* [DIRECTION] Each entry below should be reproduced character for character.

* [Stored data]
-=-=-

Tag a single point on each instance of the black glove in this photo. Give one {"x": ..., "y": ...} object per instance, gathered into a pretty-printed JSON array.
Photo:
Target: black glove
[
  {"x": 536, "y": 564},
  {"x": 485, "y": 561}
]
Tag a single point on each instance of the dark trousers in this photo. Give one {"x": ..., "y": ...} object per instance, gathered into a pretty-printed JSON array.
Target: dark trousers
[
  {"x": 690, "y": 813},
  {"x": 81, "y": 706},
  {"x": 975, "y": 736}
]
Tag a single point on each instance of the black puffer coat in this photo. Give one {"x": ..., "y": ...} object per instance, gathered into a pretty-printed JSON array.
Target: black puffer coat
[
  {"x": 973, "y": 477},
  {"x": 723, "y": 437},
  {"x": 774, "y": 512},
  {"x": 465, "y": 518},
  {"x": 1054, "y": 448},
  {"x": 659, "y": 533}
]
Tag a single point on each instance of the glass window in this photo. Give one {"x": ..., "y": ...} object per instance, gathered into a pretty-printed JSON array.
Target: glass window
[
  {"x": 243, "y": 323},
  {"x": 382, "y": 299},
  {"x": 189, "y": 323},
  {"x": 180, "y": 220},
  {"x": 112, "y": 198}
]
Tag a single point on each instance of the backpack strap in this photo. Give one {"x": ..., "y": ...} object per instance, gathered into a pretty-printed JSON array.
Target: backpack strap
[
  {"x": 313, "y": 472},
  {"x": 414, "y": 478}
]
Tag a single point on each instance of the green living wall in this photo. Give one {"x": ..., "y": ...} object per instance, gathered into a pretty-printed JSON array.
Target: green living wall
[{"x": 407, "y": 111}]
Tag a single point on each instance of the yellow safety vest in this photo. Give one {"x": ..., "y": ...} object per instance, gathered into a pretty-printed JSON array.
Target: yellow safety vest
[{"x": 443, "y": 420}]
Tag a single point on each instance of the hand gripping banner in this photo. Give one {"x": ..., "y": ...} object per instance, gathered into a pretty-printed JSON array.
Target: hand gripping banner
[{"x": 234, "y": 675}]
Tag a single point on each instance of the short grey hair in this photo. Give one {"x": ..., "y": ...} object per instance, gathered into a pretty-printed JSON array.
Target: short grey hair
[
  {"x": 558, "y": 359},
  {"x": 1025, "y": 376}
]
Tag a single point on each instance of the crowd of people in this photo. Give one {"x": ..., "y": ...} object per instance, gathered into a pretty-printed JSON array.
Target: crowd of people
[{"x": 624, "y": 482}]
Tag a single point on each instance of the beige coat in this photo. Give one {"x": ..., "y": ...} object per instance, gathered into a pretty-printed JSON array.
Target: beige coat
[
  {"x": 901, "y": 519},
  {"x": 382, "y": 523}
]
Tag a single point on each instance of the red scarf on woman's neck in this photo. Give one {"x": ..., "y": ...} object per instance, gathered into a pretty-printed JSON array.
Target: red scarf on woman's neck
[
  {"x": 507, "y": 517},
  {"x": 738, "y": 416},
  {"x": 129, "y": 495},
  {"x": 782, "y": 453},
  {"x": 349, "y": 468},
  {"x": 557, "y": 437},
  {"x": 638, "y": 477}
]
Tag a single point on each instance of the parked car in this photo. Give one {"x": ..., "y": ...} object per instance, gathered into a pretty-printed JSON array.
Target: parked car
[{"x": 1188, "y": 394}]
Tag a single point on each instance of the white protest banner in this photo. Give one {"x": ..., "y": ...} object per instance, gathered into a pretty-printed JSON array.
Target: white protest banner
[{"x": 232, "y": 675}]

-=-=-

* [SOLUTION FOR THIS TASK]
Tag a single point on each instance of the black glove in this photo. Give one {"x": ..., "y": ...} object per instance, gathered into a pretty-printed JSON array.
Photo:
Target: black glove
[
  {"x": 536, "y": 564},
  {"x": 485, "y": 561}
]
Tag a single point on each instance of the dark trousers in this photo. Give one {"x": ..., "y": ...} object per instance, gathered into a pretty-printed JSON array.
Target: dark trousers
[
  {"x": 690, "y": 813},
  {"x": 81, "y": 706},
  {"x": 975, "y": 736}
]
Tag a single point on each instance of the black puffer coat in this photo. Give one {"x": ..., "y": ...} object per instance, gathered into a pretty-printed JSON array.
Target: black puffer coat
[
  {"x": 973, "y": 477},
  {"x": 723, "y": 437},
  {"x": 774, "y": 512},
  {"x": 465, "y": 518},
  {"x": 1054, "y": 448},
  {"x": 659, "y": 533}
]
Tag a single point on each instance of the glass window in this photo. Give one {"x": ..., "y": ...} object per instance, gathered into a pretty-printed JSON array.
Target: glass window
[
  {"x": 243, "y": 323},
  {"x": 382, "y": 299},
  {"x": 189, "y": 323},
  {"x": 180, "y": 220},
  {"x": 112, "y": 198}
]
Tag a single point on each instance of the backpack strap in this photo. Give one {"x": ..., "y": ...} object per instance, gathered into a pretty-printed JSON array.
Target: backpack strap
[
  {"x": 313, "y": 472},
  {"x": 414, "y": 478}
]
Tag a single point on each instance of the green living wall in this photo. Give one {"x": ..., "y": ...} object per instance, gathered into a pretty-printed JSON array.
Target: green living wall
[{"x": 407, "y": 111}]
Tag a single point on each instance of the yellow safety vest in this photo. Give one {"x": ..., "y": ...} object per instance, gathered into a pretty-printed JSON array.
Target: yellow safety vest
[{"x": 443, "y": 420}]
Tag a single point on each instance of the hand gripping banner in this photo. Give one {"x": ..., "y": ...} object per instance, gathered into a pretty-printed JSON array.
Target: hand gripping banner
[{"x": 234, "y": 675}]
Tag a single point on each instance of the short grey hair in this photo. Give one {"x": ..., "y": ...} object per instance, gathered into a pretty-printed JSON array.
Target: short grey hair
[
  {"x": 558, "y": 359},
  {"x": 1025, "y": 376}
]
Tag a single point on each instance of the crowd of people in this photo. Give one {"x": ..., "y": ...} object per instance, gathered into a pretty-printed JSON array.
Target: crowd of people
[{"x": 624, "y": 482}]
Tag a single point on each instance of the beige coat in this photo. Give one {"x": ..., "y": ...} object per instance, gathered into a pretty-printed JSON array.
Target: beige coat
[
  {"x": 901, "y": 519},
  {"x": 382, "y": 523}
]
Tag a single point on each instance of the red scarf on woman's neck in this photo. Give one {"x": ..., "y": ...} object per instance, gathered into a pretty-printed JSON array.
Target: red scarf on woman's neck
[
  {"x": 507, "y": 517},
  {"x": 738, "y": 416},
  {"x": 129, "y": 495},
  {"x": 782, "y": 453},
  {"x": 349, "y": 468},
  {"x": 557, "y": 437},
  {"x": 638, "y": 477}
]
Tag a single point on each instance of the parked car in this photo. Give one {"x": ..., "y": ...} object per instance, gathered into a pretty-printed JSON array.
Target: parked car
[{"x": 1188, "y": 394}]
Tag a single point on each instance of the white protest banner in this photo. Give one {"x": ..., "y": ...} object per instance, gathered into a pretty-printed JSON array.
Target: white protest banner
[{"x": 232, "y": 675}]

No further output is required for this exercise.